TASK DETAILS – Count the lines in the entries below that contain the string "hillside". Reply with the number alone.

··· SUPPLIED INFORMATION

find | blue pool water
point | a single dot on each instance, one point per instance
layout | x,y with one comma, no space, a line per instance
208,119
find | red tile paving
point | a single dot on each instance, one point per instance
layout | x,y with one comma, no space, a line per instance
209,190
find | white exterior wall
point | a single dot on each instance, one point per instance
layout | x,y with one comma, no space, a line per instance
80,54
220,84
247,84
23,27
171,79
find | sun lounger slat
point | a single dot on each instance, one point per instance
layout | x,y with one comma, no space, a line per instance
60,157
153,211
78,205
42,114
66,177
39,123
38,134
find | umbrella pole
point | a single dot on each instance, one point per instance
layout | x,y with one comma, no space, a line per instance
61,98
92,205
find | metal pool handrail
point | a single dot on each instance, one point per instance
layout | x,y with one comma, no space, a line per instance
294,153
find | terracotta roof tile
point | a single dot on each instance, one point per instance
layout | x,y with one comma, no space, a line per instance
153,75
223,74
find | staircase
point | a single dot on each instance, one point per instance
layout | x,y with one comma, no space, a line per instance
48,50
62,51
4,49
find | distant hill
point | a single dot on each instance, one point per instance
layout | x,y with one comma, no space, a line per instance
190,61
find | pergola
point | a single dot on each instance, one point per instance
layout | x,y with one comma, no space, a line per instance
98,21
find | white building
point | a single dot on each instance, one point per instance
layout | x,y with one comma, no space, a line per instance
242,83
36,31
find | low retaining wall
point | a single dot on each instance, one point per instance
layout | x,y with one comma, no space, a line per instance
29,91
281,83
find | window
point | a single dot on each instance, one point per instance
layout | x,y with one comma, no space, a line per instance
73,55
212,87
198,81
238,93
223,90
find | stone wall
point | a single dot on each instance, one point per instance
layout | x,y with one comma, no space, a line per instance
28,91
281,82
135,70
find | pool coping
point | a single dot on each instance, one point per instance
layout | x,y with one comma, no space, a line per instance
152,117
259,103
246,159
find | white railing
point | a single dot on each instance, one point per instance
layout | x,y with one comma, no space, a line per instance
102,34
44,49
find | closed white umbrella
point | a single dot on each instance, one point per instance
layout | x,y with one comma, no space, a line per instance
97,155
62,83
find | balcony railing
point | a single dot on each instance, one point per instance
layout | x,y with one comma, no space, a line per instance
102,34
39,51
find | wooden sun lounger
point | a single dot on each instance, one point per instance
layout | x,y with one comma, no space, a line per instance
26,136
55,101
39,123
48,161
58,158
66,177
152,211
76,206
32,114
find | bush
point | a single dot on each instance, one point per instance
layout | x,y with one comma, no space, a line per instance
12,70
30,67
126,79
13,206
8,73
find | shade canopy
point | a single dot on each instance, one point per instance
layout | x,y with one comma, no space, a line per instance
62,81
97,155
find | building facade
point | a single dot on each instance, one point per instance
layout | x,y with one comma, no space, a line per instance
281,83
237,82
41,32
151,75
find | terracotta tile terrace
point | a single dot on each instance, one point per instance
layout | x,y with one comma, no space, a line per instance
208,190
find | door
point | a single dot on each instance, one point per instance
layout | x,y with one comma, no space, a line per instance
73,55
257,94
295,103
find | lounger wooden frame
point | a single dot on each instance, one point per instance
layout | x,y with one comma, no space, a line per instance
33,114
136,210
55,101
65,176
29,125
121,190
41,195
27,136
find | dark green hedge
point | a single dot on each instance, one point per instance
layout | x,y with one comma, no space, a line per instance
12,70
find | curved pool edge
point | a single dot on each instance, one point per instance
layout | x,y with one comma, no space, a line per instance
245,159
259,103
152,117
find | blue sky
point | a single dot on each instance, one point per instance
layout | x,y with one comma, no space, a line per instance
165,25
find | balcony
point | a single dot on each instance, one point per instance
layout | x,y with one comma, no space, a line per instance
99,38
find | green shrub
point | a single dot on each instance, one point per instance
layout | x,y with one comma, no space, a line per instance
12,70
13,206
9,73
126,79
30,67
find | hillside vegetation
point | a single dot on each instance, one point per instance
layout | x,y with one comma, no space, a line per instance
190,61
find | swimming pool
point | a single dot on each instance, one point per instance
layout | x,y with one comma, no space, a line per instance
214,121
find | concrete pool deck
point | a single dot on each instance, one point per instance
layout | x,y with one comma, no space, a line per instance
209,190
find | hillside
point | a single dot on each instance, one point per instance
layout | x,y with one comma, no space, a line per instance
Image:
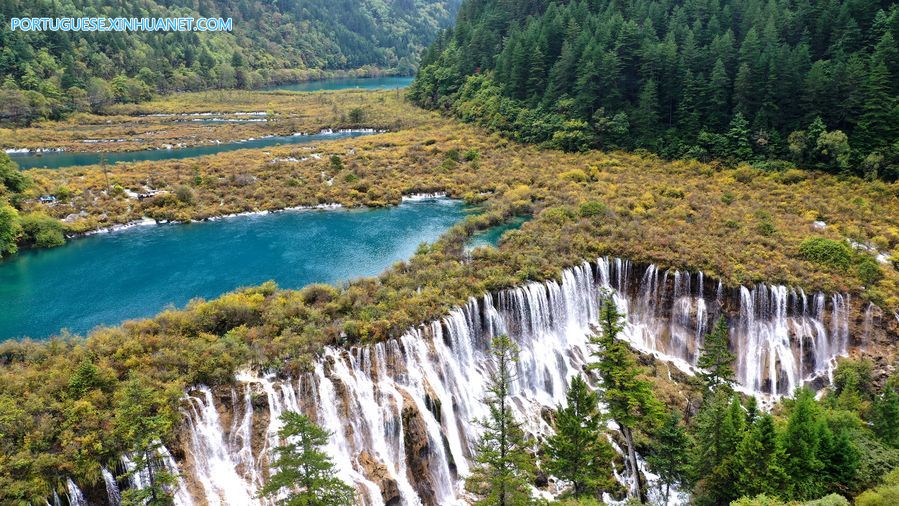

······

CORRECT RESULT – 2